Information supplied |
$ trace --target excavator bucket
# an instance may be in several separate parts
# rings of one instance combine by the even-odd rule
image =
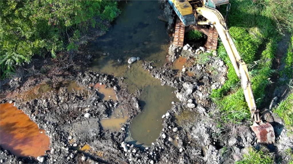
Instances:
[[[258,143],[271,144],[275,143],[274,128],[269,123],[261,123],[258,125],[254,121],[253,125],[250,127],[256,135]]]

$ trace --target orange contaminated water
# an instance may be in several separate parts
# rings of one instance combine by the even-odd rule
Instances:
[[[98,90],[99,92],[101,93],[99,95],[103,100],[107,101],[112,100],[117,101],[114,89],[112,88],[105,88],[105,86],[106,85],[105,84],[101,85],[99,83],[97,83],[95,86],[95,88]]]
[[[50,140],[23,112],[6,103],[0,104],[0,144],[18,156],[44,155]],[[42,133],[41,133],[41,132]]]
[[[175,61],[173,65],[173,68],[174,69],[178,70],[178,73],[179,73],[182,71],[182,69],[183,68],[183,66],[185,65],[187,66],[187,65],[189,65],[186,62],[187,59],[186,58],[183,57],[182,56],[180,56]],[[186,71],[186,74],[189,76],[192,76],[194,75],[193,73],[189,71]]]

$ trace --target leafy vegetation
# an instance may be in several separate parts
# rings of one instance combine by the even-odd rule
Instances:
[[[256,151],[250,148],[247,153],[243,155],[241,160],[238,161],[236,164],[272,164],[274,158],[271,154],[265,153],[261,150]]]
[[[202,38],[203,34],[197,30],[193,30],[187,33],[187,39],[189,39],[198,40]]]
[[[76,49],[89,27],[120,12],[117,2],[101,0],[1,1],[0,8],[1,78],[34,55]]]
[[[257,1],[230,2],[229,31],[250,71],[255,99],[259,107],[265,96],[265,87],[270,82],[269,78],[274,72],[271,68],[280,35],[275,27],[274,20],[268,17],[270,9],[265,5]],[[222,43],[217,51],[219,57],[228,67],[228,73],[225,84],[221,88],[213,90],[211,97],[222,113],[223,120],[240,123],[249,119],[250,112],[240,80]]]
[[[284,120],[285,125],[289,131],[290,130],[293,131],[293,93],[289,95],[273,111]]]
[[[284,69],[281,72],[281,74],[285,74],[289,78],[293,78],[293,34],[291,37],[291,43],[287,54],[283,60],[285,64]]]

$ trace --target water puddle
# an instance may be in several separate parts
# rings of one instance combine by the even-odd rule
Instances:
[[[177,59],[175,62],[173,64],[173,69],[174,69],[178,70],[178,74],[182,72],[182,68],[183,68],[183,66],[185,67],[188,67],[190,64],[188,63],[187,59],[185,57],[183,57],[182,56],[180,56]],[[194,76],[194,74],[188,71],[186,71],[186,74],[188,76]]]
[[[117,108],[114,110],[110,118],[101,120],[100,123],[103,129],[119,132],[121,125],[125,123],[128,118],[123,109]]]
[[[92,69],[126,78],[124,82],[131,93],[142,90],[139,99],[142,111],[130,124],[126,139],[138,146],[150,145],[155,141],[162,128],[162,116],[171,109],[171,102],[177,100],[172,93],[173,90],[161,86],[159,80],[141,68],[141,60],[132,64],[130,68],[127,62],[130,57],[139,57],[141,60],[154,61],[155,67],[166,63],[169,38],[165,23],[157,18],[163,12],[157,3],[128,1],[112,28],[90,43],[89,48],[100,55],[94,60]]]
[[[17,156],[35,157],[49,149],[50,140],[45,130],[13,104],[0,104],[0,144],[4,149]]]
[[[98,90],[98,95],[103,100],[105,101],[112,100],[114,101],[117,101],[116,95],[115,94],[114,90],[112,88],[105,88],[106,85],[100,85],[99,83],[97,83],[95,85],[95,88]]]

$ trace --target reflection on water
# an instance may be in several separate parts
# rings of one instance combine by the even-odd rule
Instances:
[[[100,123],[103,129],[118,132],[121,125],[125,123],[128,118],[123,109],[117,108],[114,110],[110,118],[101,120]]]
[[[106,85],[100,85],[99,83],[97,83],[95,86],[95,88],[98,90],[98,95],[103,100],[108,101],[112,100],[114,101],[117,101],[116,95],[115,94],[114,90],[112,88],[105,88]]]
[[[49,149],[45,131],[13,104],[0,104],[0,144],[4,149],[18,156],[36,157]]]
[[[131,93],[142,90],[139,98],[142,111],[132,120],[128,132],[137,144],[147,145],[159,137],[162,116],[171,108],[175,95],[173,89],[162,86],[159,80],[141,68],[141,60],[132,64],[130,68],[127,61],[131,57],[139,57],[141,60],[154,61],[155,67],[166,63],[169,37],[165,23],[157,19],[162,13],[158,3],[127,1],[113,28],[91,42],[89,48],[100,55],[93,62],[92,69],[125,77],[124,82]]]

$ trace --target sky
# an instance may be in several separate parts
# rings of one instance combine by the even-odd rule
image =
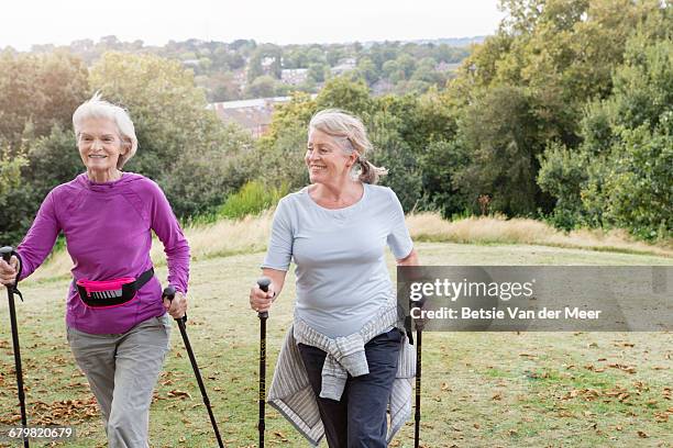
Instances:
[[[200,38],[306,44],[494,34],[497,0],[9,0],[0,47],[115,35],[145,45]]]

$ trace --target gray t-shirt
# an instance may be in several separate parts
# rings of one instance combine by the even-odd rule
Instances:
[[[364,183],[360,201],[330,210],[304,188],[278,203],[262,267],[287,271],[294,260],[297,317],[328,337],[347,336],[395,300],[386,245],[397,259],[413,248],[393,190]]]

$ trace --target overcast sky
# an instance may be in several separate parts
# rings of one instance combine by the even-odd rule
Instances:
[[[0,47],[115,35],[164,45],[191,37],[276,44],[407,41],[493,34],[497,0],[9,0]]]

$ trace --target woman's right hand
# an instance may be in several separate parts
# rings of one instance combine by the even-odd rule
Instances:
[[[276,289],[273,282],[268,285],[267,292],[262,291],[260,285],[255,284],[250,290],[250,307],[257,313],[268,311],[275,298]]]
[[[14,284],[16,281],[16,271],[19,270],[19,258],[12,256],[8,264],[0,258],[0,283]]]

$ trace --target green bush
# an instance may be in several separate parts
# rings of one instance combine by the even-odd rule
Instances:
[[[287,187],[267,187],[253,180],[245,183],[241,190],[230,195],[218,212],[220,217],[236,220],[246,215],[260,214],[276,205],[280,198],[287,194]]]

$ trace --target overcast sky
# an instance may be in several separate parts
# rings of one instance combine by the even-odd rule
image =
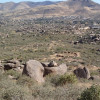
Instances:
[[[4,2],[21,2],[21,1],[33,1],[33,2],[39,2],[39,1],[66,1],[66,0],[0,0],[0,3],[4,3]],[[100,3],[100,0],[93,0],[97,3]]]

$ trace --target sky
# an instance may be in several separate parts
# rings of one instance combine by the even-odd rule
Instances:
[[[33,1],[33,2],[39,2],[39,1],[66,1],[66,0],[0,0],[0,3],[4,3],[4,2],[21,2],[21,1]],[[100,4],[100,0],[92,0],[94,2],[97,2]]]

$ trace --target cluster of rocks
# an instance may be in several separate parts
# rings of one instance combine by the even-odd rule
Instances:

...

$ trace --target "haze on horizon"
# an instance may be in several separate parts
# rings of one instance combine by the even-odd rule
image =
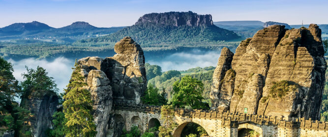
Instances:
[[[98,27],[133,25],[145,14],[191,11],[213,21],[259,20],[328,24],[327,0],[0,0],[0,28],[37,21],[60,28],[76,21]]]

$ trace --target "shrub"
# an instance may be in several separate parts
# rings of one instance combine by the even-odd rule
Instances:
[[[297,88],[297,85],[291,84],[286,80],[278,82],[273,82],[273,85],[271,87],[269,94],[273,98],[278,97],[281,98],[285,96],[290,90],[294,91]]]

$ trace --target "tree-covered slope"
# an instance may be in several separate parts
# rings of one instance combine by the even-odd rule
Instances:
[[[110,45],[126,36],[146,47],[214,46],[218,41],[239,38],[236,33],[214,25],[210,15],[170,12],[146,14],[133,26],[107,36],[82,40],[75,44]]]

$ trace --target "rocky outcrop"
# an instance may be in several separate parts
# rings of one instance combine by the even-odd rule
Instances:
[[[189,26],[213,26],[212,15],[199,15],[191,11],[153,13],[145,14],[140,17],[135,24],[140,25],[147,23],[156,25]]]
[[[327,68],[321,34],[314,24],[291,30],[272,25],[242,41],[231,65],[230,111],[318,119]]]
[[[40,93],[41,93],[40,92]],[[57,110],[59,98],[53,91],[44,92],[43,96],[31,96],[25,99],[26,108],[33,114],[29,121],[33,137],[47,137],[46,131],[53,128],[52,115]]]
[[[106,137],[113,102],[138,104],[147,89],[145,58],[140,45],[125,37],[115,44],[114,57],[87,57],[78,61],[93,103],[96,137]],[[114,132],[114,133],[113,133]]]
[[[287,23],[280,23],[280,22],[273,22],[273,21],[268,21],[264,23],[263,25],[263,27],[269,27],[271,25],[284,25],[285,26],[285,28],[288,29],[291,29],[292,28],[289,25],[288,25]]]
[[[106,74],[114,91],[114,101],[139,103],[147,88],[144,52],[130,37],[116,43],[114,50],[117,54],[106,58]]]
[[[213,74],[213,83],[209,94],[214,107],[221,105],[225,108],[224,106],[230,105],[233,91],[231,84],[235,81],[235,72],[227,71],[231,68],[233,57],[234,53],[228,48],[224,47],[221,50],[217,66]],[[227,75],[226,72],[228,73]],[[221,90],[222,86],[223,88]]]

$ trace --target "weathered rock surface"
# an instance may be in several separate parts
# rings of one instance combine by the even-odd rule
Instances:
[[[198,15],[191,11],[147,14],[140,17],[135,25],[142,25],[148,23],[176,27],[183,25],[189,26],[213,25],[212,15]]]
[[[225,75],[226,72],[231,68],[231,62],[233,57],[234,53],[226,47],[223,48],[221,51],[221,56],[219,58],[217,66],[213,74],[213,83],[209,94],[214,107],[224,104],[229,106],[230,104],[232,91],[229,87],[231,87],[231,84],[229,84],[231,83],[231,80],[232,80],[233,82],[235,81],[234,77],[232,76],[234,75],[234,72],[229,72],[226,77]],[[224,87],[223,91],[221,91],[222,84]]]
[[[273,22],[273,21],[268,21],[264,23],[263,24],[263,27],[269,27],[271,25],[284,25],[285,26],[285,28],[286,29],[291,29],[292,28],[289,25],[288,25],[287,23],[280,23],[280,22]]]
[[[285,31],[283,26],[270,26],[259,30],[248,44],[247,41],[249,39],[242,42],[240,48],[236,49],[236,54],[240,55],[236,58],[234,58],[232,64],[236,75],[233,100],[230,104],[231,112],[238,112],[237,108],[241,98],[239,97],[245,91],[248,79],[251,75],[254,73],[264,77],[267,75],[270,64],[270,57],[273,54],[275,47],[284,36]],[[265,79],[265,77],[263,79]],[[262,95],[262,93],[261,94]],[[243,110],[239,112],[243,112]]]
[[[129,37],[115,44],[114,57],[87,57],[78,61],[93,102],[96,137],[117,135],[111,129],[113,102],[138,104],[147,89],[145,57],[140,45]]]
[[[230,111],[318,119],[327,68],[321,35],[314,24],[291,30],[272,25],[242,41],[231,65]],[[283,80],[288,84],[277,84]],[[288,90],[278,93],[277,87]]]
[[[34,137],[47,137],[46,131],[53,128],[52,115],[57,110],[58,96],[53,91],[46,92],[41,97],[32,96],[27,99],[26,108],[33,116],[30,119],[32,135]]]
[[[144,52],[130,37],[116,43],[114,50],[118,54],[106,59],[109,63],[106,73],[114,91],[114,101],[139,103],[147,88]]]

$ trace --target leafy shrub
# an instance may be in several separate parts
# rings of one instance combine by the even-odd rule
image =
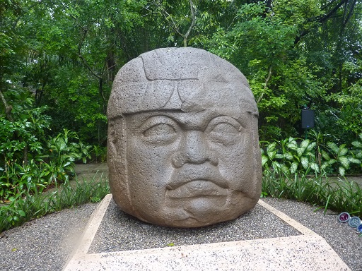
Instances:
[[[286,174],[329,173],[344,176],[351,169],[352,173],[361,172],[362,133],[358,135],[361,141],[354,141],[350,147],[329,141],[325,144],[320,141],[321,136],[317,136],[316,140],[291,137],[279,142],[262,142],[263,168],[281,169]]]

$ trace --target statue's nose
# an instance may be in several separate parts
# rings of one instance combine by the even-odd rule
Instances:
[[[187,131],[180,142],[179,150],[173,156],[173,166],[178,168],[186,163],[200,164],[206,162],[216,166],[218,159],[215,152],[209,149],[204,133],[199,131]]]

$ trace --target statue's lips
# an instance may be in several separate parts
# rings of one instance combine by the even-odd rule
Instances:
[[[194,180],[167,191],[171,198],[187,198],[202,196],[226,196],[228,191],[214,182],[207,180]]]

---

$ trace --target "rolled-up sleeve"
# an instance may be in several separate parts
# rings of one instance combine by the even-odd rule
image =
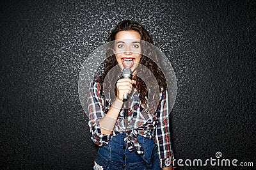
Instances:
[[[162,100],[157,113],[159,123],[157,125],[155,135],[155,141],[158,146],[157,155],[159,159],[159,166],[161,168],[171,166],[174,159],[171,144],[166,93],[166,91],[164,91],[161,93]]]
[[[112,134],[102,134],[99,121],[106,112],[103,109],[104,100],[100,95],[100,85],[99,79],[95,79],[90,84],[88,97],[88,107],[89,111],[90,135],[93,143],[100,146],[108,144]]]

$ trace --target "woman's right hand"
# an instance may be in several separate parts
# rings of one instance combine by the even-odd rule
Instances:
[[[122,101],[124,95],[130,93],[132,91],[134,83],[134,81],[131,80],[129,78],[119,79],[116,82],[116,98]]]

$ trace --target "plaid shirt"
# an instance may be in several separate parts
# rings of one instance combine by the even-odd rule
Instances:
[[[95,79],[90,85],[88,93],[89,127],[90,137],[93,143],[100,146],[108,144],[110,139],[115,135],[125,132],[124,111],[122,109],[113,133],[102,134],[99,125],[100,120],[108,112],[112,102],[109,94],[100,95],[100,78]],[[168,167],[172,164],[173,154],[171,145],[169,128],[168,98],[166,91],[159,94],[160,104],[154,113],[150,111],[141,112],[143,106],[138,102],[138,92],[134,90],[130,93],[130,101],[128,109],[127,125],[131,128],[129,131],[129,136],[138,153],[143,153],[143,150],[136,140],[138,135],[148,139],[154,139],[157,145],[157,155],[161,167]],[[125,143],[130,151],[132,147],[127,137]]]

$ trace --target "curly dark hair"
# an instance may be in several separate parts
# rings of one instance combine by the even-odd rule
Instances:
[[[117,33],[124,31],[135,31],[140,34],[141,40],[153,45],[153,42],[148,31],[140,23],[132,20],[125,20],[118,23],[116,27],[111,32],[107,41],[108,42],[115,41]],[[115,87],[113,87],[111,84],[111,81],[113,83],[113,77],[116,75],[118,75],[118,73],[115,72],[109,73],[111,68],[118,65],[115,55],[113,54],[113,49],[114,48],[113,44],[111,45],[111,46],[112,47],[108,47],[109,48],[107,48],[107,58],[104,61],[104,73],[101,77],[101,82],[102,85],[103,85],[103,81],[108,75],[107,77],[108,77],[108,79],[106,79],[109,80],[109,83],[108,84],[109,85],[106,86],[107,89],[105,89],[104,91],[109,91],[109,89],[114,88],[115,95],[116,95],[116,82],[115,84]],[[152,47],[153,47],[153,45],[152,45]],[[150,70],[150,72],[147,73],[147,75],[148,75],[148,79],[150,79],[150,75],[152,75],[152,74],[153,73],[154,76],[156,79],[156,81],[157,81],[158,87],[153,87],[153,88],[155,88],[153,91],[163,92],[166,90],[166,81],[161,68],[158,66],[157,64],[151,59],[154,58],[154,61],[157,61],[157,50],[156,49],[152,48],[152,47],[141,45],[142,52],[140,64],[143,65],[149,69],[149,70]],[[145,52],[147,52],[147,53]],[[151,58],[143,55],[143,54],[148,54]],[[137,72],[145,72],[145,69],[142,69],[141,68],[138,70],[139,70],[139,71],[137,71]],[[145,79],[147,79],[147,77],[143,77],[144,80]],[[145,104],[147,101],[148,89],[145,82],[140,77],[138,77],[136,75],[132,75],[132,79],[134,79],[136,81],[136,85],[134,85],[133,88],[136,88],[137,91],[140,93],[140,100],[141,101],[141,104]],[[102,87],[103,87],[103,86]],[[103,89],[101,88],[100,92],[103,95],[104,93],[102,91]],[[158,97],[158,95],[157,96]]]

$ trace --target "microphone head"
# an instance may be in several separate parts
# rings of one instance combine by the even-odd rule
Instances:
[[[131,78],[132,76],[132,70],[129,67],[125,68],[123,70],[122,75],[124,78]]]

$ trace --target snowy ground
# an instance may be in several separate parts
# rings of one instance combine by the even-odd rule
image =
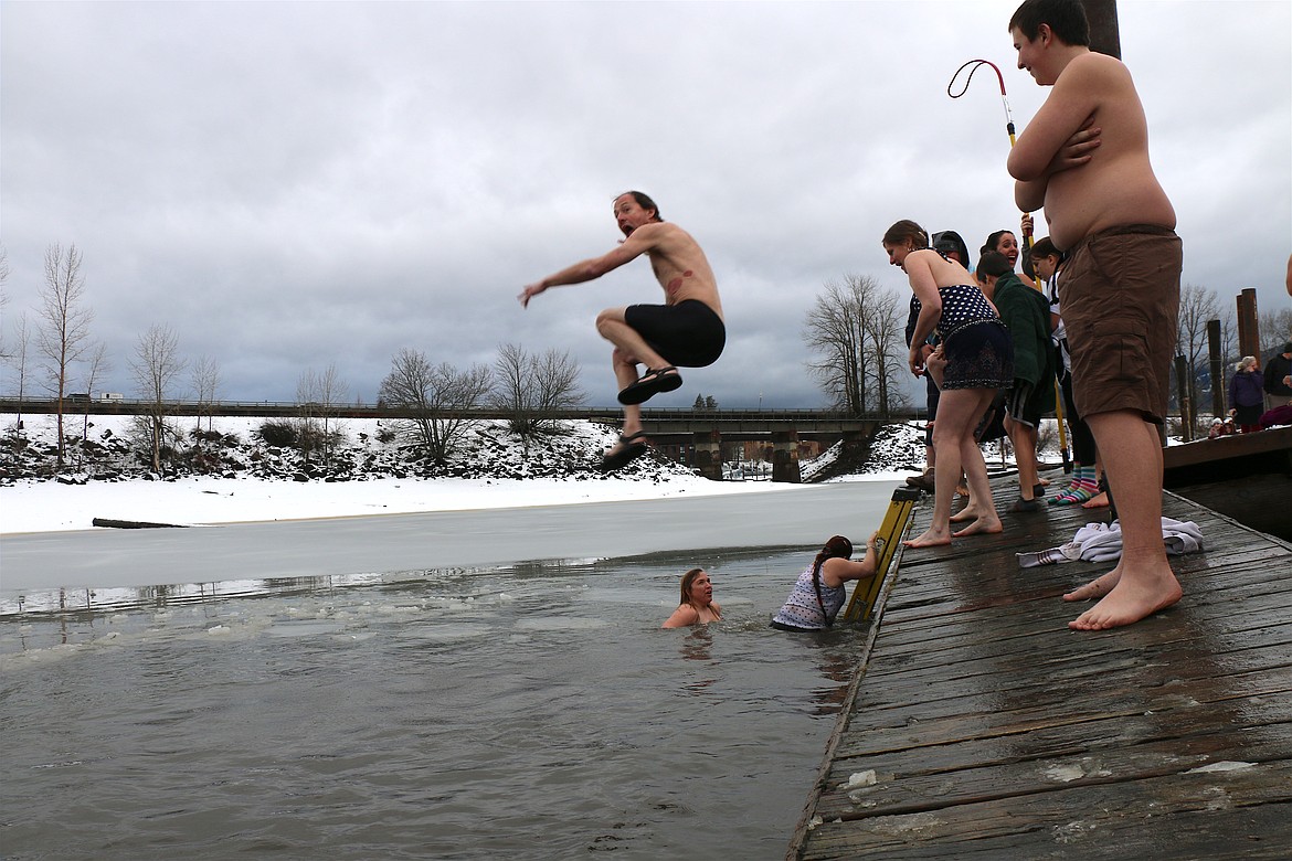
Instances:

Instruction | Count the lines in the records above that contain the string "water", treating uppercase and lowercase as different, and reply with the number alone.

The result | 3